To do :: Filter the listing below down to the lines that contain the string "fountain", and copy each of those lines. Case counts, so match capitalization precisely.
>> Begin
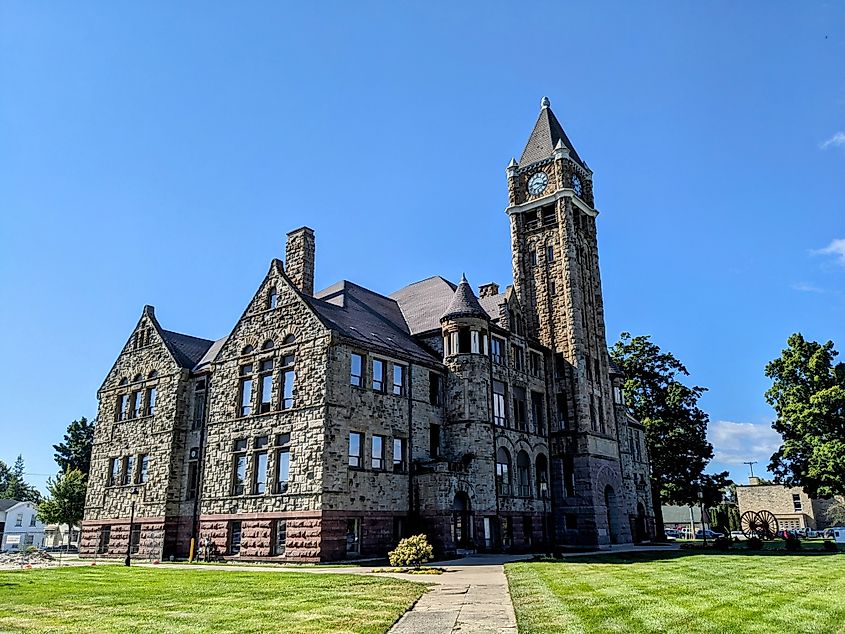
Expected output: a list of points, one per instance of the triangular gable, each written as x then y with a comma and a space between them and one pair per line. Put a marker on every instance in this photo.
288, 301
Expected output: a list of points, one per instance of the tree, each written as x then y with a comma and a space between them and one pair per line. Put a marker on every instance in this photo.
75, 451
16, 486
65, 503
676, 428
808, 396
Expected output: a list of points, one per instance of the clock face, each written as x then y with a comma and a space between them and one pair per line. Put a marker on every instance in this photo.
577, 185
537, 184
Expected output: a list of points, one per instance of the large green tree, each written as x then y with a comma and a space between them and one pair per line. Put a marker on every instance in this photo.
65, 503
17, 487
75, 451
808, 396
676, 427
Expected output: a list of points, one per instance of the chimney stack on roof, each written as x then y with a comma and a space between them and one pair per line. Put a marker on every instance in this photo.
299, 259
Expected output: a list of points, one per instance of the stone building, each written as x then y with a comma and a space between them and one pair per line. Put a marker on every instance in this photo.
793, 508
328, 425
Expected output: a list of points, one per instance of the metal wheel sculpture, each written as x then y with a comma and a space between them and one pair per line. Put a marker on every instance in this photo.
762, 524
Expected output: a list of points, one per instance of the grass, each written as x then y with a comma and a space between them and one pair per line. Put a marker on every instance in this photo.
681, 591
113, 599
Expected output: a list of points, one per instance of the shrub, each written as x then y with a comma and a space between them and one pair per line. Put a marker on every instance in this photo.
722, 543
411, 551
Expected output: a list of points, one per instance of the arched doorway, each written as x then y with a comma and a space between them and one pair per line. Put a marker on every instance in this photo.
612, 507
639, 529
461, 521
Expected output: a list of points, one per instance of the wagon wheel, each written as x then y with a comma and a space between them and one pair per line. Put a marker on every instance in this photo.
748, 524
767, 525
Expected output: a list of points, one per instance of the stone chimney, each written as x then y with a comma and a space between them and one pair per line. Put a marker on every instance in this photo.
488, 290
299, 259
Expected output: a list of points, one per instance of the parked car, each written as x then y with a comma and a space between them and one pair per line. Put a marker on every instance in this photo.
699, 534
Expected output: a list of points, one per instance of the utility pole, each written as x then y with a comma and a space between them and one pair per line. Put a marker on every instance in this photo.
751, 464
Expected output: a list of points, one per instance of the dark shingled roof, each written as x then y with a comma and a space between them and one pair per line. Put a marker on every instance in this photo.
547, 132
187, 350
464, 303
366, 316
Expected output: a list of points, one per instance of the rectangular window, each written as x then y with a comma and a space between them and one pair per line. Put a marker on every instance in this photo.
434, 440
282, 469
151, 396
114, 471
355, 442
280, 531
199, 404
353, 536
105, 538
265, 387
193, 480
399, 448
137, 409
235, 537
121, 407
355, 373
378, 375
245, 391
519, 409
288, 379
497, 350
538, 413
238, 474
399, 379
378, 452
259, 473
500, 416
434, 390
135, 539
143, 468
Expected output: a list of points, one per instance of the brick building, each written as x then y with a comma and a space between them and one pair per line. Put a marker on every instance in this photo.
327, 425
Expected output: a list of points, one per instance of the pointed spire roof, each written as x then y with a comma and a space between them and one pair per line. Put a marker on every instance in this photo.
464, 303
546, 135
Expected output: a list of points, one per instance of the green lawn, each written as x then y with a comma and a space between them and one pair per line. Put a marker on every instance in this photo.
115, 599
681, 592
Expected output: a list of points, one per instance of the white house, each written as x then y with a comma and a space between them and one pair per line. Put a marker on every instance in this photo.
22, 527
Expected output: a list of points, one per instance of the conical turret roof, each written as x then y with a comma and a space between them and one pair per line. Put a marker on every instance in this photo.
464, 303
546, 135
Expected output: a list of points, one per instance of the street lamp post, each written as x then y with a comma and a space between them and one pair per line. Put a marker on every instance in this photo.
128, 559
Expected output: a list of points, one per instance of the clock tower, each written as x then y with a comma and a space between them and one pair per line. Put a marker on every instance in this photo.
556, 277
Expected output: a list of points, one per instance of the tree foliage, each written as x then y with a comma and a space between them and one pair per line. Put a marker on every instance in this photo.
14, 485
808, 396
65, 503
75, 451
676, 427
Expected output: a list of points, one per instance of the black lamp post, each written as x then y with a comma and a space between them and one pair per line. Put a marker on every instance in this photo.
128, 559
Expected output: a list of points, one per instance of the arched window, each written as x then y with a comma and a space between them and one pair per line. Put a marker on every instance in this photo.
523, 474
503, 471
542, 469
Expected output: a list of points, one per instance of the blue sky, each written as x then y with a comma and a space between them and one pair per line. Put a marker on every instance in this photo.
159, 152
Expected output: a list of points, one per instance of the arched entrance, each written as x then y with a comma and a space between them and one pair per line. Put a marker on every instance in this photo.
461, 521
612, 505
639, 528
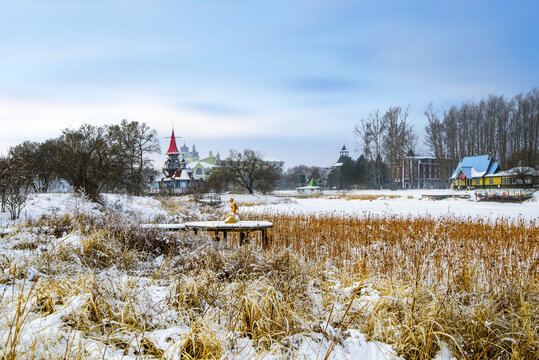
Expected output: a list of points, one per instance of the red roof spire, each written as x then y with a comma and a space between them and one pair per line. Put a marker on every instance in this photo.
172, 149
>> End
>> Begin
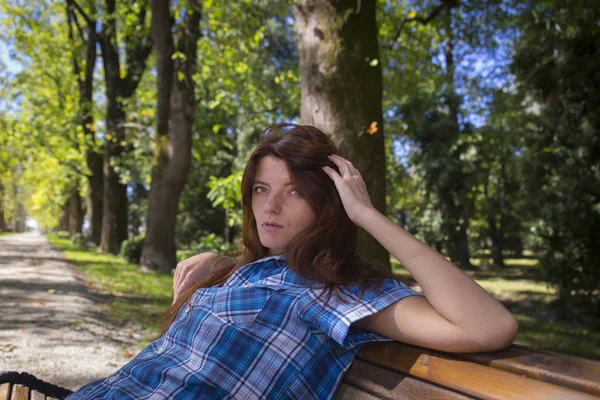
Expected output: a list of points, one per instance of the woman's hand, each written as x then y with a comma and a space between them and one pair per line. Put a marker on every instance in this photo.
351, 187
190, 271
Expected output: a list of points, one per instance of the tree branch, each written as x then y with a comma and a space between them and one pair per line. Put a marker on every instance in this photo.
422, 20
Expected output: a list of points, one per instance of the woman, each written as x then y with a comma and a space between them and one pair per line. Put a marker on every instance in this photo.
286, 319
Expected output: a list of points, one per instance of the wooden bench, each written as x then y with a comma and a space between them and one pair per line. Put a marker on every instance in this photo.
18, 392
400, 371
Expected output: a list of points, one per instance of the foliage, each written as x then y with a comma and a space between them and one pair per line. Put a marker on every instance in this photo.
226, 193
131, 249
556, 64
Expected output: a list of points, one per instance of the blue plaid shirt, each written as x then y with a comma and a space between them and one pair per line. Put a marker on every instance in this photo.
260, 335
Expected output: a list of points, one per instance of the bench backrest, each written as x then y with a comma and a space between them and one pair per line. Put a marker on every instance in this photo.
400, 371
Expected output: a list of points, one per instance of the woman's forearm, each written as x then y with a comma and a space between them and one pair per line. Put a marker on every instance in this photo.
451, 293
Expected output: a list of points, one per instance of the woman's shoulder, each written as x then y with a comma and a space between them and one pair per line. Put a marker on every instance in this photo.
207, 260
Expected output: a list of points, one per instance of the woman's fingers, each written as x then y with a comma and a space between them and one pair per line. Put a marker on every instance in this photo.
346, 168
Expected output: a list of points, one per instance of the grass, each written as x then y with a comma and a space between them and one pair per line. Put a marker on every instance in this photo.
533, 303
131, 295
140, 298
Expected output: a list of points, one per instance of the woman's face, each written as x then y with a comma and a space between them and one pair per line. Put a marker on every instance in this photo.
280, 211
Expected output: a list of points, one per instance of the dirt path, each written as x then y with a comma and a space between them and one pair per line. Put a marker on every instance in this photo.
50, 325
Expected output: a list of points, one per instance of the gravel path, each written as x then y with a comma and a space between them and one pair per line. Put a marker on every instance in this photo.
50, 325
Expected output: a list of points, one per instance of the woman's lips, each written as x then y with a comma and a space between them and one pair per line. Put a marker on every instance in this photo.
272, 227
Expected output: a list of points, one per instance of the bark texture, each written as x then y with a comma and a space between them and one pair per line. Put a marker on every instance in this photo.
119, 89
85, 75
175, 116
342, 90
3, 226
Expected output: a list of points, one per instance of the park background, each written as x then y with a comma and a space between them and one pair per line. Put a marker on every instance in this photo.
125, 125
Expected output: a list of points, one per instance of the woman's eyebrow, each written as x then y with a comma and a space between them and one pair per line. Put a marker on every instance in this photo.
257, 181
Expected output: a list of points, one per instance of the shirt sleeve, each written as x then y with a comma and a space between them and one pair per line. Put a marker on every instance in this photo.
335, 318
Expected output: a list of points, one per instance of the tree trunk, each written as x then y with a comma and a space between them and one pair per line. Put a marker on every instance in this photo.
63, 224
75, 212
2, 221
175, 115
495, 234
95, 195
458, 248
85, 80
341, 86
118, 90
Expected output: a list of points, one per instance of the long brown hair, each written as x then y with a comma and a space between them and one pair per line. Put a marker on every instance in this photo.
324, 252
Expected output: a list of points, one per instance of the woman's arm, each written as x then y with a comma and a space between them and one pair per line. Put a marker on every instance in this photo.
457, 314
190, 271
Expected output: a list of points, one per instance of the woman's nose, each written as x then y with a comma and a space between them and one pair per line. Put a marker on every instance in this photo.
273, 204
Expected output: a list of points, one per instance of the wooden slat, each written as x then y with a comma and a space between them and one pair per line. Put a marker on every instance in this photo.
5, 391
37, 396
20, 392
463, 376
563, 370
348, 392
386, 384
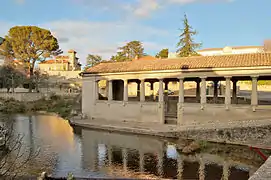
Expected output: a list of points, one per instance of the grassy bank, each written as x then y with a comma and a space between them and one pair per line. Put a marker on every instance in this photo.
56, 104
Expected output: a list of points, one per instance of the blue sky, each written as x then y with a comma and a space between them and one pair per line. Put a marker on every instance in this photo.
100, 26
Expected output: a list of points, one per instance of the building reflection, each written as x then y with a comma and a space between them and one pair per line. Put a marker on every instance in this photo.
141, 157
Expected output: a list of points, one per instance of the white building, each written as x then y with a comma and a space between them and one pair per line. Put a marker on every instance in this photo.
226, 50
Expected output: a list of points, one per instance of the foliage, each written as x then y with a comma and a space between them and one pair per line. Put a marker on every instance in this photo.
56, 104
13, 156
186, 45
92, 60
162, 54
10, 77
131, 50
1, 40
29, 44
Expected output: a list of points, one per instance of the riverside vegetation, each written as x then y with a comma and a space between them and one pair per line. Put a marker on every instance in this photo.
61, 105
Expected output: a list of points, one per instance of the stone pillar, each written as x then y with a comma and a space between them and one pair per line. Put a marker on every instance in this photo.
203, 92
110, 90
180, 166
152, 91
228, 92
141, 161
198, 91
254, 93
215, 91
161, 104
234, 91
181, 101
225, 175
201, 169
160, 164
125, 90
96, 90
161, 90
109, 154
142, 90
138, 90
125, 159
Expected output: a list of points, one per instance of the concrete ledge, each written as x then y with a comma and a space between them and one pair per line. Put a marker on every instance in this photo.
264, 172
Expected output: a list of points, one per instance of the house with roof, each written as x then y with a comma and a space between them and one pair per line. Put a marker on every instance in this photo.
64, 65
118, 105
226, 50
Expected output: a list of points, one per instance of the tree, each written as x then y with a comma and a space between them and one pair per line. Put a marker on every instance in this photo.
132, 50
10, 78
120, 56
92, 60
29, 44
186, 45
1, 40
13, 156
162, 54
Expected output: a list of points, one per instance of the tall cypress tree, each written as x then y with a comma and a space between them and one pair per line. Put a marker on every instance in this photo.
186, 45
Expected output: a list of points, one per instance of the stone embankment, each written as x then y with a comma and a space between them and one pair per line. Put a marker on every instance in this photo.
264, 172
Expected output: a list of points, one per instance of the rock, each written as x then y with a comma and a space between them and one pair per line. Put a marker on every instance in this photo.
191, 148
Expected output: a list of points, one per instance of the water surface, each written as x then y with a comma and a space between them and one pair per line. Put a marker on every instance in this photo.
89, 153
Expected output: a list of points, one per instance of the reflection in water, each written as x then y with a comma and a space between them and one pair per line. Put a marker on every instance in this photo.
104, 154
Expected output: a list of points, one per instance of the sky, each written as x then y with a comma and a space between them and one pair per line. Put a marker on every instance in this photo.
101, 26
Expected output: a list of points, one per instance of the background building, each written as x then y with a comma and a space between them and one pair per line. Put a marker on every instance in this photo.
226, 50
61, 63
>> End
>> Begin
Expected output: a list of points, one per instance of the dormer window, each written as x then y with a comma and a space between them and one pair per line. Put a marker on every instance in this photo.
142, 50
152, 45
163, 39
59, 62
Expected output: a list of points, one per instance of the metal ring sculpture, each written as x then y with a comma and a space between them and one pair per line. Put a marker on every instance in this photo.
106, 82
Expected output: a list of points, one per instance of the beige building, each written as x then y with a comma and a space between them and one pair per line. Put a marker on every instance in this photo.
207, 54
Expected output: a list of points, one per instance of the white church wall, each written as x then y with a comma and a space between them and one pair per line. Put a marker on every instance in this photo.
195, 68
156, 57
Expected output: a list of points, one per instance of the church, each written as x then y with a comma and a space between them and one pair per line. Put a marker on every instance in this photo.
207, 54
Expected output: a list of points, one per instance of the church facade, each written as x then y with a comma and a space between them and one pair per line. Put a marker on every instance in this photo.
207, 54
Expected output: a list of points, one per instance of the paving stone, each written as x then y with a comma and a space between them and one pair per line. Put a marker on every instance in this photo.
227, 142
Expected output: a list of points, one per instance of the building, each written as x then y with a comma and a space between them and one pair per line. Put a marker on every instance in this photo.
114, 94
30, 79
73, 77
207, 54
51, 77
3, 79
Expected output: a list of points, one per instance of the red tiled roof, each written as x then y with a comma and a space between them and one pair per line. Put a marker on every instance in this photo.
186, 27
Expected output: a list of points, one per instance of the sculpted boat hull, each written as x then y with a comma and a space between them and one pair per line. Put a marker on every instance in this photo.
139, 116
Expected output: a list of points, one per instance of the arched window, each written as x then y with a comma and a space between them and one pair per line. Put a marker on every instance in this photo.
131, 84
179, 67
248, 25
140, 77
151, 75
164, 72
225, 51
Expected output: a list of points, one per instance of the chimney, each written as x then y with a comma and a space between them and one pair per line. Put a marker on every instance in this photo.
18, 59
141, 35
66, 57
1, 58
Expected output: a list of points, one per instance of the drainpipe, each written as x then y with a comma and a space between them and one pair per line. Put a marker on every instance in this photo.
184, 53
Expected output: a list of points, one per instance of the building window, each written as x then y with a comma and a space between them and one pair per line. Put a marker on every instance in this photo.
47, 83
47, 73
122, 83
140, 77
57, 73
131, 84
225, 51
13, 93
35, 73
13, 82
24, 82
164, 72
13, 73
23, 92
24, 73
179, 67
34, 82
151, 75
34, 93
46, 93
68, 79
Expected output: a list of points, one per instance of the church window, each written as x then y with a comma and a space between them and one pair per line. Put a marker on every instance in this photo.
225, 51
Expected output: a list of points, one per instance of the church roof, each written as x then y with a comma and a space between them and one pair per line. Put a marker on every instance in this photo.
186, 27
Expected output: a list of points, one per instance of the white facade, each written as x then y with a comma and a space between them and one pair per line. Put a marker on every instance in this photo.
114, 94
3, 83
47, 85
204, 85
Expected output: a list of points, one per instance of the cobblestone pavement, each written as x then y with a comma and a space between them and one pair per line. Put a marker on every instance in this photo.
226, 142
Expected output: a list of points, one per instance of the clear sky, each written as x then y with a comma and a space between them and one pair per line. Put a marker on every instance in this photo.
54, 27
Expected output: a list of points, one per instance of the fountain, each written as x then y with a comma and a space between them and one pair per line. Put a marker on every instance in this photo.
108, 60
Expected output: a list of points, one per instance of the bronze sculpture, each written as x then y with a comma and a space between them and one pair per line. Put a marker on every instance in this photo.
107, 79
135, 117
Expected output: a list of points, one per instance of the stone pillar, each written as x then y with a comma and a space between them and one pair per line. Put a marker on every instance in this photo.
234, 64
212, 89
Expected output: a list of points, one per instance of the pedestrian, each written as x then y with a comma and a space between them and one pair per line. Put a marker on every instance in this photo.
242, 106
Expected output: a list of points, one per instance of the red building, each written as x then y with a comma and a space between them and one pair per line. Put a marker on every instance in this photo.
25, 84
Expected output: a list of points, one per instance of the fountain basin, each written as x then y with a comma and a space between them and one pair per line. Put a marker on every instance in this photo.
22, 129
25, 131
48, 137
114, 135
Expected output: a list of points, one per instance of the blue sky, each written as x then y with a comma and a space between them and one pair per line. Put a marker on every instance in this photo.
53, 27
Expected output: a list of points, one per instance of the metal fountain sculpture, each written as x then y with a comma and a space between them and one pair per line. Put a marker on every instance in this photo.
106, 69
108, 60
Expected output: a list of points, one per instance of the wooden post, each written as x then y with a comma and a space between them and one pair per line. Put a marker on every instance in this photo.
>> End
Output for this exercise ::
Expected output: a list of points, one per instance of the fountain, each written as x then y with a comma and a space between them and one pair per line. Put a marker on every instance in this photo.
Expected output: a list of points, one per instance of the fountain basin, each written as x then y with a comma and a space between them and one pair per line. Put a marker on every instance in this photo.
Expected output: a list of points, one per instance of the metal fountain sculpture, each written as x then y with a comma and a space between them and one pair per line. Put a marker on every instance in this photo.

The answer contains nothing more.